• Provided passage:
• • • • •

Be Your Own Success Hero


New Media Expo was exciting and extremely fulfilling this year. It’s fantastic to get a chance to see extremely successful friends and students as well as new student and audience members.

There was one aspect of the Expo that I hadn’t seen in the past. This might be because the Expo has grown so much or maybe it’s the amount of highly success bloggers and podcasters exploded to record numbers this year . Either way, what I saw was was a little disconcerting and I want to make sure none of our community falls into this trap.

Hero Worship


Hero worship is the excessive adulation of an individual. There is also an aspect of hero worship that makes it so that the hero is SPECIAL or has special abilities. This year, at NMX, I saw people expressing quite a bit of both.

I saw people throw their hands up in the air and slowly bring them down, then up, then down saying, “we’re not worthy” as they worshiped a certain podcaster we all know and love. I actually saw this a couple times!

I heard people talking about another speaker in reverent tones of how quickly rose through the ranks to the top position, as if it was magical or he had a superpower that assisted him with his meteoric rise.

I was also talking to a group of people when one of the group members shook my hand and said he loved my show. Another members said, “What show do you do?” I told him and his face lite up and he said, “WOW, I didn’t realize it was you. This is crazy, you’re awesome! Can I shake your hand?” He then left the group and went to his group of friends and I saw him point and they all seemed to be excited for their friend, like he’d just met a rock star or A level actor.

Now, if all of these behaviors simply came from a place of Admiration, great! I just wanted to make sure that people are aware of the dangers of hero worship and have the ability to avoid the trap and learn from people that are further along (the so called heroes) instead of seeing them as magical or super hero special.

Dangers of Hero Worship


When I got home from the Expo, I found that favorite philosopher, Stefan Molyneux, had discussed this hero worship a bit and I wanted to share that section with you. Listen from 2:14 to about 8:25.


Transcripts Click here

The big take away is that holding up someone as an idol or feeling hero worship can only happen if you diminishing yourself! I think it also saps one of their power to achieve the same thing, if that is their secret desire.

Worship ends the discussion. More times than not, worship ends with, “but I can’t do that, they are special.” We feel worship when we think we have no way of achieving what the person of interest has achieved.

So, if you have the desire to do achieve what Pat Flynn has achieved, hero worship will lead to feelings of, “I’m not good enough”, or “There’s no way I can do that!”

Avoid the Trap


I have no problem “looking up to” someones actions and achievements. The thing to remember is that they are just ahead of you, not magical or in possession of skills and special abilities that you cannot work on yourself. Admiration is give you a target to shoot for, minus the diminishing effects of hero worship.

Admiration can still lead to powerful questions, like;

  • What do I admire about this person? (…and how can I work on that myself?)
  • What specific steps did the person take to earn my admiration? (…so I can start taking those steps myself)

• • • • •

• Given problem 1: In the post about hero worship, which philosopher does the writer say discussed the topic?
The post and the records come from different sources.

[Labeling and segmentation records]
• • • • •

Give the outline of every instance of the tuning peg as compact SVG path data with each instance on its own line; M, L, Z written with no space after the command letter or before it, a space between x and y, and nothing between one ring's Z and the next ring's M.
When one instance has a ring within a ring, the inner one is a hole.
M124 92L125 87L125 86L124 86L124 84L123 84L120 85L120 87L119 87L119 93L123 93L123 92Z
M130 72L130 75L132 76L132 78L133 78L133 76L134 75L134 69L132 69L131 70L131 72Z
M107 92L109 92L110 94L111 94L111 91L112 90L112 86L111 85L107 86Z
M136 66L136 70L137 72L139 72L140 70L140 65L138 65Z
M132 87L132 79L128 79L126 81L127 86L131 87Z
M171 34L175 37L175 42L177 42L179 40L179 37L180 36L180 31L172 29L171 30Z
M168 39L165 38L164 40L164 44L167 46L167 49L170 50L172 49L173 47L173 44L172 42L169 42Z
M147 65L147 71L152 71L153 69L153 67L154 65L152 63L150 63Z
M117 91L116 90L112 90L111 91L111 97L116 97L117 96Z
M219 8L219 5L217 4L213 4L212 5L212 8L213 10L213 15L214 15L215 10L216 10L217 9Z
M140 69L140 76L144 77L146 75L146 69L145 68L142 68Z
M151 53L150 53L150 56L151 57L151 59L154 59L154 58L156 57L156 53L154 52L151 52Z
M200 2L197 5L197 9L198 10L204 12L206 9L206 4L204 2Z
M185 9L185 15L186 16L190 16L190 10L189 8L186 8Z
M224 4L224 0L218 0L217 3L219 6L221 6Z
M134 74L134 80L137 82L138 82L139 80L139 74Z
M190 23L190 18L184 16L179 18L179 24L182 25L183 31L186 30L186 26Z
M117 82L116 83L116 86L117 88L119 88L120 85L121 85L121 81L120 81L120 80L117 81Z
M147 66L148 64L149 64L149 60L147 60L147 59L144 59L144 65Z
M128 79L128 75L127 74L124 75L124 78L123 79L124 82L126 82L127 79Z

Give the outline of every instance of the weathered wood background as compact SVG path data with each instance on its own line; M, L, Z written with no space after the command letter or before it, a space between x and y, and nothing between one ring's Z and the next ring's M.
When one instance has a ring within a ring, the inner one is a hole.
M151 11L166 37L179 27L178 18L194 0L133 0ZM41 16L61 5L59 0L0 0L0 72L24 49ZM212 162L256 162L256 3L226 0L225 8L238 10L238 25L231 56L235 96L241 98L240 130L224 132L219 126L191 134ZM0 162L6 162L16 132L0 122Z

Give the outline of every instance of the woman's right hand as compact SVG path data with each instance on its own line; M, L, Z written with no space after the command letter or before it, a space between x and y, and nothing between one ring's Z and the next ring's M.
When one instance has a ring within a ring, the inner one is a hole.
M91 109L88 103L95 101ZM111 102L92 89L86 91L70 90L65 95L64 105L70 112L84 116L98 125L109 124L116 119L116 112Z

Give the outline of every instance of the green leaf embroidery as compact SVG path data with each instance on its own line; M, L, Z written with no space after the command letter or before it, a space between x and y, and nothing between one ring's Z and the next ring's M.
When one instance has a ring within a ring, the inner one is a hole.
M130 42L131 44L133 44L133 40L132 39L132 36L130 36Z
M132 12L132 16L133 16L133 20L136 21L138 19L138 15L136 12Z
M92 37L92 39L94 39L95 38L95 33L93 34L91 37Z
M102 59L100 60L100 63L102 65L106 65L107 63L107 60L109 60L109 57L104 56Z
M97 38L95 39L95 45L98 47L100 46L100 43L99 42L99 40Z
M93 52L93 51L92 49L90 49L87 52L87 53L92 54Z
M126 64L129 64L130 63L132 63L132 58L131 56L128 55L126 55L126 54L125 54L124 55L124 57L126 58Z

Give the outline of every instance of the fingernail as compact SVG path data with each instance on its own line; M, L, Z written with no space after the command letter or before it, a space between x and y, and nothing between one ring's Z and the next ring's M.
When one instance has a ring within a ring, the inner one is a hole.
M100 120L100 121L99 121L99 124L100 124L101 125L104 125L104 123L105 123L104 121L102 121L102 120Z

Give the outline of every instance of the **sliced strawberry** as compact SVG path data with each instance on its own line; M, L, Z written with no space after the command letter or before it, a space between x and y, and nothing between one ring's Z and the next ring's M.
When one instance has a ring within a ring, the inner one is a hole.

• • • • •

• Given problem 2: Repeat the records word for word, starting at the line that contains "Give the outline of every instance of the fingernail" and ending with the last line of the records, including both ends.

• Result 1: Stefan Molyneux

• Result 2:
Give the outline of every instance of the fingernail as compact SVG path data with each instance on its own line; M, L, Z written with no space after the command letter or before it, a space between x and y, and nothing between one ring's Z and the next ring's M.
When one instance has a ring within a ring, the inner one is a hole.
M100 120L100 121L99 121L99 124L100 124L101 125L104 125L104 123L105 123L104 121L102 121L102 120Z

Give the outline of every instance of the **sliced strawberry** as compact SVG path data with each instance on its own line; M, L, Z written with no space after the command letter or before it, a space between x and y, and nothing between one ring's Z and the next ring's M.
When one instance has a ring within a ring, the inner one is a hole.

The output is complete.